TASK REQUIREMENTS
a - Answer these questions using the abstract on medical hydration at the end of life:
(i) Under what presentation series is this abstract listed?
(ii) What is the second learning objective?
(iii) According to the abstract, what practice was normal as part of the dying process less than a century ago?
b - Extend the abstract on medical hydration at the end of life, beginning after its final sentence.

SUPPLIED PASSAGE
↓↓↓
Thursday, July 12, 2007
This presentation is part of : Chronic Care Initiatives
Does the provision and non-provision of medical nutrition and hydration at the end stage of life cause patient suffering?
Pamela Jane Van der Riet, PhD, MEd, BA, RN1, Isabel Higgins1, milly Sneesby2, and Phillip Good3. (1) Nursing and Midwifery, University of Newcastle, Callaghan, Australia, (2) Nursing, Mater Hospital, Newcastle, Australia, (3) Medicine, Mater Hospital, Newcastle, Australia
Learning Objective #1: Identify the benefits of terminal dehydration for dying patients
Learning Objective #2: Explain ways to manage the effects of terminal dehydration

Less than a century ago it was normal practice as part of the dying process for there to be a gradual decrease in oral intake. Nowadays with the advent of technology the possibilities are endless and in medicalising dying there is a prevailing heroic discourse. There is also   tension in these practices and the question has to be asked, “is it in the best interests of the dying patient to medically hydrate?”
↑↑↑
RECORDED DATA
↓↓↓
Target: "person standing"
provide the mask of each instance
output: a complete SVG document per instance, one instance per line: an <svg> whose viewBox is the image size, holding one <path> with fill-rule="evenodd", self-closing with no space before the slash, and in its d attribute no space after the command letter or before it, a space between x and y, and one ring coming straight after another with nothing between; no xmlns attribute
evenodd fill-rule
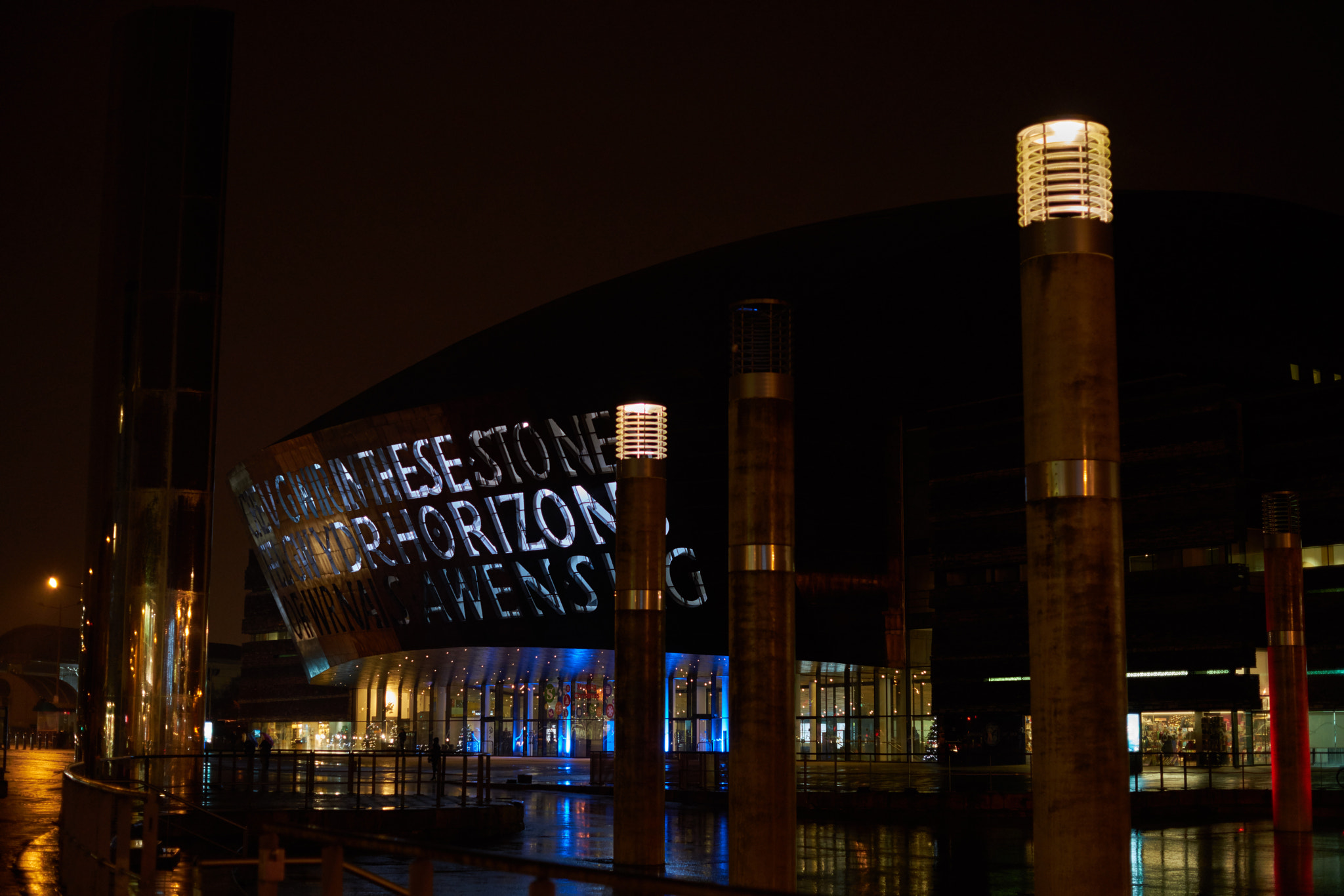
↑↑↑
TASK-BY-TASK ANSWERS
a -
(i) Chronic Care Initiatives
(ii) Explain ways to manage the effects of terminal dehydration
(iii) A gradual decrease in oral intake

b -
This presentation draws upon data from a qualitative study which examined Palliative Care nurses’ and doctors’ perceptions and attitudes to patient nutrition and hydration at the end of life. This study indicates that these health professionals believe that patients are not hungry or thirsty and providing adequate mouth care is given, patients do not suffer from terminal dehydration.   The view of the eighteen health professionals in this study was that terminal dehydration was a normal part of the process of dying for it   lessened the burden of suffering by offering   relief from symptoms of fluid overload. Patients’ breathing was easier and there was less edema.  Further benefits identified in this study included less need for catheters,   reduced urinary frequency, therefore, less excoriation, and   better hygiene. Patients with cerebral tumors benefited as terminal dehydration reduced cerebral edema, therefore, there were less headaches and. drowsiness. Reduced drowsiness meant patients were able to communicate with family and friends.    Vomiting was reduced, particularly if patients are suffering a gastrointestinal obstruction. 

The lessened use of   technology provided an environment in which patients experienced closer   emotional contact with family and health professionals.  The overall view from participants in this study was that there was a better management regime for patients that was more consistent with the palliative care   ethos of promoting comfort and lessening the burden of suffering.